:: What is expected ::
Below are the records; give again exactly the lines that run from the one with "If you could point at the window" through the last line.

:: Data supplied ::
● ● ● ● ● ● ●
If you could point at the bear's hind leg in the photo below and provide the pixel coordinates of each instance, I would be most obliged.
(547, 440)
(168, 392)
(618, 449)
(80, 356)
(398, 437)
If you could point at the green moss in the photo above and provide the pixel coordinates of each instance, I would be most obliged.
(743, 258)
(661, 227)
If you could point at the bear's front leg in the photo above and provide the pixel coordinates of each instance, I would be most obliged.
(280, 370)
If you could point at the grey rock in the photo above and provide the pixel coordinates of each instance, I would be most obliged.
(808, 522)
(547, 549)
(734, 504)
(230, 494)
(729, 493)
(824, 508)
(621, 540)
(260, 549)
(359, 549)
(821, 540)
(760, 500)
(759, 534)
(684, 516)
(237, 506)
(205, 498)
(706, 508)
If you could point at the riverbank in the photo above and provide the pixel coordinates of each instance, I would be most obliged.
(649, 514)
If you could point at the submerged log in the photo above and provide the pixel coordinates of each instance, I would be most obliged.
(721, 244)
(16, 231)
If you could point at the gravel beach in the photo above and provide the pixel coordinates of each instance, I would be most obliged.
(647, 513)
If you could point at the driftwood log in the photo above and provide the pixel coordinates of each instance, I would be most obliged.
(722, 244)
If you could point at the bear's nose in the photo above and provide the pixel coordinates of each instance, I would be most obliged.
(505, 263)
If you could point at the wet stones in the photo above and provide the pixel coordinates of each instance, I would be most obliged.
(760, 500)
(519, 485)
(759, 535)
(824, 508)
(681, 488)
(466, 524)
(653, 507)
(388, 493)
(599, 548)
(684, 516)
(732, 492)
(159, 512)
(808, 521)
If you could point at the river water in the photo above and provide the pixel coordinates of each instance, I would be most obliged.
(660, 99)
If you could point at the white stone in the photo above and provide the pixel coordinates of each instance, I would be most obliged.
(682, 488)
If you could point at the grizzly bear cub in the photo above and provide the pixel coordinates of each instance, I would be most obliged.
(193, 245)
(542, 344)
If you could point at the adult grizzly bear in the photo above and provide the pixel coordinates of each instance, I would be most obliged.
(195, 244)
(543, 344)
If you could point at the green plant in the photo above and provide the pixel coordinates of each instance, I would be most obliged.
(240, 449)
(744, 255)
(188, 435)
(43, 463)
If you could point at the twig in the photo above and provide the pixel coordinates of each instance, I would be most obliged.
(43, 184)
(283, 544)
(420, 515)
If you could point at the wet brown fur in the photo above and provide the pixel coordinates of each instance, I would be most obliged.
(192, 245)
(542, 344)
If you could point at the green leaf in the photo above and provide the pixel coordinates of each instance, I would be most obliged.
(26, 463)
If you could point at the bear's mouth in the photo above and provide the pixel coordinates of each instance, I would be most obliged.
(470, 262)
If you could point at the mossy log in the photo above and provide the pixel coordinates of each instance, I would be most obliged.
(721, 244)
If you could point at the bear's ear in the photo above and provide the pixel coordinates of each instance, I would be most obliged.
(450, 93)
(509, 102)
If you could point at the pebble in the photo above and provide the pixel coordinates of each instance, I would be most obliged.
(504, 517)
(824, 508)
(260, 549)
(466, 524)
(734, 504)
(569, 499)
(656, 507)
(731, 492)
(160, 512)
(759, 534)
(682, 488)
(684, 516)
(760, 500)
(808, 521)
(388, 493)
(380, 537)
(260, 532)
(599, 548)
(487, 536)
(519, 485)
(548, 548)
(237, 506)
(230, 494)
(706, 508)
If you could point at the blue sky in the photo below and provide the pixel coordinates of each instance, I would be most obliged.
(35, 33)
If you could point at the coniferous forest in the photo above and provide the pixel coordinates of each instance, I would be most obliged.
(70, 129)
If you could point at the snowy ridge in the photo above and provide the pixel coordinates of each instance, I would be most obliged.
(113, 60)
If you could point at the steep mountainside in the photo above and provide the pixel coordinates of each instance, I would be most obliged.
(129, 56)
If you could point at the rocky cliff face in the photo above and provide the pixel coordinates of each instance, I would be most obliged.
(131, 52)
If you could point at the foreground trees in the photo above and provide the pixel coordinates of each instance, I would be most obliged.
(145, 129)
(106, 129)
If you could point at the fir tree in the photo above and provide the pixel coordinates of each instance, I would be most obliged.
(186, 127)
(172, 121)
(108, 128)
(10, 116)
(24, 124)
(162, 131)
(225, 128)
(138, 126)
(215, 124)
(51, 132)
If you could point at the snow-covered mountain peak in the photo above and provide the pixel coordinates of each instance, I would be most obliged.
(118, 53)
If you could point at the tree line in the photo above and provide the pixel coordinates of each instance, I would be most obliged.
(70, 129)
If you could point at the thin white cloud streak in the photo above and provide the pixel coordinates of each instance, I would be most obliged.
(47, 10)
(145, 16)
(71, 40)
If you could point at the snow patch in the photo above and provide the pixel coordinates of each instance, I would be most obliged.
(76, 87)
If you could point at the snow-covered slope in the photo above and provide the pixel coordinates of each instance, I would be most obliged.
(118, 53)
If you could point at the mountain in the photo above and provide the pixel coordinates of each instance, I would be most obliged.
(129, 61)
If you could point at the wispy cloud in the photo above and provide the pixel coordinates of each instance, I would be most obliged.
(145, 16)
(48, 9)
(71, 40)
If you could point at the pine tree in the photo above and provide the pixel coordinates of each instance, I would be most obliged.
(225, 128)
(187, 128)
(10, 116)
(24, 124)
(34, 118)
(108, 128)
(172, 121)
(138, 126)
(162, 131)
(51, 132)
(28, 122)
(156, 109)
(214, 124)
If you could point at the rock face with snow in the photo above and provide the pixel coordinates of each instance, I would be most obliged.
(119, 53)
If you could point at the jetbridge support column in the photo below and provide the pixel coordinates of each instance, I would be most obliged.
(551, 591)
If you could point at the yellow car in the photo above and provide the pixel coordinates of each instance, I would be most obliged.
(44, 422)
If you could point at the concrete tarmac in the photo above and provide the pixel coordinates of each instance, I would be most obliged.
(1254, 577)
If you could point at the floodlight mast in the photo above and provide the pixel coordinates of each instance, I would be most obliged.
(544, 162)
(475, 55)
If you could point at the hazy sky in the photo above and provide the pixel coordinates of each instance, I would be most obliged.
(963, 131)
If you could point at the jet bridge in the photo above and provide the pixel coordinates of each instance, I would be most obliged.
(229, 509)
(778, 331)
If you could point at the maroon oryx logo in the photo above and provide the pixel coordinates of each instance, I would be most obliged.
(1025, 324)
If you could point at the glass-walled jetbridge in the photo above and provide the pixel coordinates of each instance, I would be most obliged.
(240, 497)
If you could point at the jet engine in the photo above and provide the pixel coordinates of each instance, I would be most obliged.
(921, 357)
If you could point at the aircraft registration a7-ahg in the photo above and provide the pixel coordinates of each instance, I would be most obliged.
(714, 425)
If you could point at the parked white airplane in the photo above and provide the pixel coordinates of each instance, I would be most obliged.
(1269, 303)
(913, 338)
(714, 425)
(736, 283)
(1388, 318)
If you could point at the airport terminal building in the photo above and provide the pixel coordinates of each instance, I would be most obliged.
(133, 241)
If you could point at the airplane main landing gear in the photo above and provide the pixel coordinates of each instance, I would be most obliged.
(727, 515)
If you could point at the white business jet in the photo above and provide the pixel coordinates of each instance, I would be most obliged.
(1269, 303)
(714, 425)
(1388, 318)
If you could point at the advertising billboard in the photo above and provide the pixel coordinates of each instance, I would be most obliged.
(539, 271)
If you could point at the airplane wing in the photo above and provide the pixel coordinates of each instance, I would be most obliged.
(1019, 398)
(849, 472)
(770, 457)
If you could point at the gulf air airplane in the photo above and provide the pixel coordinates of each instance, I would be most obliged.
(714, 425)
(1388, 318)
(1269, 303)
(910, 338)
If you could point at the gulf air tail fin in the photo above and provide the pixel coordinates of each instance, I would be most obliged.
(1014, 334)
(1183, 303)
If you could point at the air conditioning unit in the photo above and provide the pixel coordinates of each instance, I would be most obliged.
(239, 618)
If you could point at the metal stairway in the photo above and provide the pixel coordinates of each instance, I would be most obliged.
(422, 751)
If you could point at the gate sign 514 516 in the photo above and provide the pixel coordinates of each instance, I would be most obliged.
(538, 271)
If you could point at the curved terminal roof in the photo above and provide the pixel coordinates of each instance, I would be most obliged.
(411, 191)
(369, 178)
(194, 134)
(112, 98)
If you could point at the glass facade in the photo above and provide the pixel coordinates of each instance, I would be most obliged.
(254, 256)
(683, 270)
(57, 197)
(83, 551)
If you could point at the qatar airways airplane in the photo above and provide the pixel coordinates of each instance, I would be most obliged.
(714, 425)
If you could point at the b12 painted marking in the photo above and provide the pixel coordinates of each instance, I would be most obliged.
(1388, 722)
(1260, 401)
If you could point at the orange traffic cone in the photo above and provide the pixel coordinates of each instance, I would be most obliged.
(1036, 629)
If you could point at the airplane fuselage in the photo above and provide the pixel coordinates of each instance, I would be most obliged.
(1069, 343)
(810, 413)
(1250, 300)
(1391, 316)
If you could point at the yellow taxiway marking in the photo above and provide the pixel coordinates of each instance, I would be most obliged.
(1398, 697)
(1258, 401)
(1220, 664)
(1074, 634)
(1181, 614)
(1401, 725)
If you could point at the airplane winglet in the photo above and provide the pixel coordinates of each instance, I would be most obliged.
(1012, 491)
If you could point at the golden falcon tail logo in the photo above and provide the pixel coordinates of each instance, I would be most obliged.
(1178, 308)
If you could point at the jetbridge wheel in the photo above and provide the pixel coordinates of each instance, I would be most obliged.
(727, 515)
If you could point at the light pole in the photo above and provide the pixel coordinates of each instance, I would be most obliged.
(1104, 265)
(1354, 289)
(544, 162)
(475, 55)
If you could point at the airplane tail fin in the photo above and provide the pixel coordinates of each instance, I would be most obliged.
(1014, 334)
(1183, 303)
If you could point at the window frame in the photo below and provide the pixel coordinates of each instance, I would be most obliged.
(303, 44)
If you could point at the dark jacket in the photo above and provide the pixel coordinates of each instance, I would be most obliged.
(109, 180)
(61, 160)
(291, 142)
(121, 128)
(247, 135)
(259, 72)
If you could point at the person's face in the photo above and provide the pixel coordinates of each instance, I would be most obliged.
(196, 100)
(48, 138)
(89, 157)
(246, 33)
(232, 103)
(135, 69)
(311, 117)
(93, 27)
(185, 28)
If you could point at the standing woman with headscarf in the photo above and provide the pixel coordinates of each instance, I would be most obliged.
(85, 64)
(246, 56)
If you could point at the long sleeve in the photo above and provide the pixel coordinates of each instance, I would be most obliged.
● ● ● ● ● ● ●
:: Worked solution ::
If you could point at the window frame in the photo below and provide the pixel coordinates of each instance, I would be most obliged.
(303, 44)
If you could point at the dark jacket in the photo above and provide the pixel coordinates of each instance, I would be most obliged.
(109, 180)
(61, 160)
(291, 142)
(121, 128)
(247, 135)
(259, 72)
If you could point at the person's face in the photo above and provide the pixel coordinates of each instance, I would be most obliged.
(196, 100)
(48, 138)
(89, 157)
(246, 33)
(232, 103)
(135, 69)
(311, 117)
(93, 27)
(185, 28)
If you could point at the standing woman with headscarf in the photo above and provide the pixel coordinates of each instance, I would be most obliged.
(85, 64)
(246, 56)
If you could point at the long sleeve in the photo above and provide the pixel coordinates of each instance, I would be most obliged.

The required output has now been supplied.